◆ Stated task
Count the lines in the items below that contain the string "blue", matching case exactly. Reply with the number alone.
----- Supplied records
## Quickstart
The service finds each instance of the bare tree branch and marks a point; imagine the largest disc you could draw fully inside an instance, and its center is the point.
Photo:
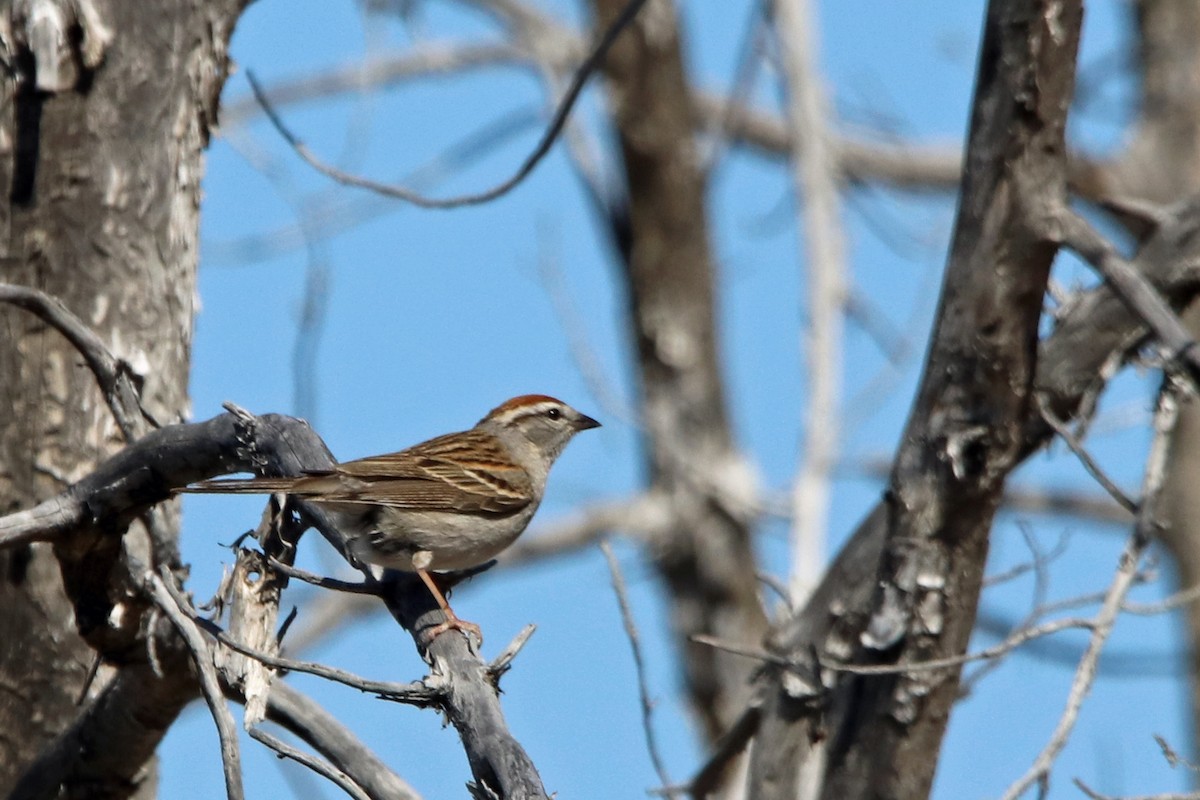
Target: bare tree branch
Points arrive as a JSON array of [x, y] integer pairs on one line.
[[317, 765], [643, 690], [1145, 531], [815, 178], [172, 605], [963, 438], [547, 140]]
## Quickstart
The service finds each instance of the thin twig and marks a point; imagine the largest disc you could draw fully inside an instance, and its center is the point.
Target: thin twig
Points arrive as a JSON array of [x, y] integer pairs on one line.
[[1014, 641], [643, 691], [1127, 569], [112, 373], [503, 662], [815, 178], [318, 765], [173, 605], [1085, 458], [551, 134], [415, 692], [1133, 288], [1171, 795], [351, 587]]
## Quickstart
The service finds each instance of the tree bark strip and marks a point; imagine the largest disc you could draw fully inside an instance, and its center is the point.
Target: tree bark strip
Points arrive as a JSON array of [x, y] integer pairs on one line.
[[706, 558], [964, 435], [100, 209]]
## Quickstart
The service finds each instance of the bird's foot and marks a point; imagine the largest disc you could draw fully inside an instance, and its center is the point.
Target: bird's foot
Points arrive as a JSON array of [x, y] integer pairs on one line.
[[453, 624]]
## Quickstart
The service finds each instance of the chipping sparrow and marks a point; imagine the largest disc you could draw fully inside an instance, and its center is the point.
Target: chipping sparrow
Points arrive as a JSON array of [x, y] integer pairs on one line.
[[450, 503]]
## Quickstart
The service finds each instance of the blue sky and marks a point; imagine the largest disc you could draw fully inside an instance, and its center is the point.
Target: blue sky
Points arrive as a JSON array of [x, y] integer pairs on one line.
[[435, 317]]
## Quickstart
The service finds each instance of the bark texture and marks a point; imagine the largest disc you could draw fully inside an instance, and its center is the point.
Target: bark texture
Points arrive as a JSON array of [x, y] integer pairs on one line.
[[661, 234], [102, 127], [964, 435]]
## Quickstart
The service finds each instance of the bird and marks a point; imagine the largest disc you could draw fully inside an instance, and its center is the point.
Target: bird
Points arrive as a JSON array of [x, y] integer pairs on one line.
[[451, 503]]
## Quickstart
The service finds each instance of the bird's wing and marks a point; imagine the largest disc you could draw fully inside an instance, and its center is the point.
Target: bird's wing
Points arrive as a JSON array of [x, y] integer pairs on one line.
[[443, 474]]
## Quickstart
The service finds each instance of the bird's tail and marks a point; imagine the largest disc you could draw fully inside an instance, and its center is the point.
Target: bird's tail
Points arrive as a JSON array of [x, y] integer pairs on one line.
[[241, 486]]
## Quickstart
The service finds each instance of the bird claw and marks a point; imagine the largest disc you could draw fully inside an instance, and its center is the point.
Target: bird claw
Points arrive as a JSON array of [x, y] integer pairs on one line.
[[455, 624]]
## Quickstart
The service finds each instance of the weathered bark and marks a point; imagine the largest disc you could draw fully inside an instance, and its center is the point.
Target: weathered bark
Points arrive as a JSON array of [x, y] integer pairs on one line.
[[706, 557], [101, 156], [124, 487], [964, 435], [1162, 164]]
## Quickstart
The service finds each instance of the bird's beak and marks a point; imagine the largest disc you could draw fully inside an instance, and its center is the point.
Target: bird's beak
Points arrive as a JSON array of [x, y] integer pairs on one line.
[[586, 422]]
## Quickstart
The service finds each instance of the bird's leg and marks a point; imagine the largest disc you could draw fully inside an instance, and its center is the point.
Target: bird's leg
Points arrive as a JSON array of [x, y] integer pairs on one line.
[[453, 620]]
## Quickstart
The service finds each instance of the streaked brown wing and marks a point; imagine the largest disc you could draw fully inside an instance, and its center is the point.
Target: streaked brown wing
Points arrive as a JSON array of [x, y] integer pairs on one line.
[[447, 473]]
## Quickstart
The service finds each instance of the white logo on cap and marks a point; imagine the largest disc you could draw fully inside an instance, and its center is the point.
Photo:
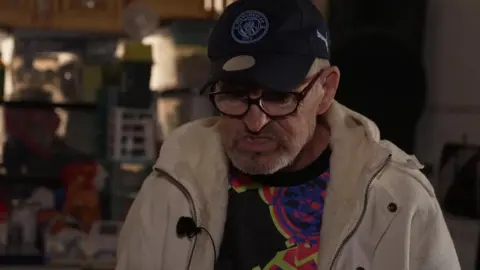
----------
◆ Full output
2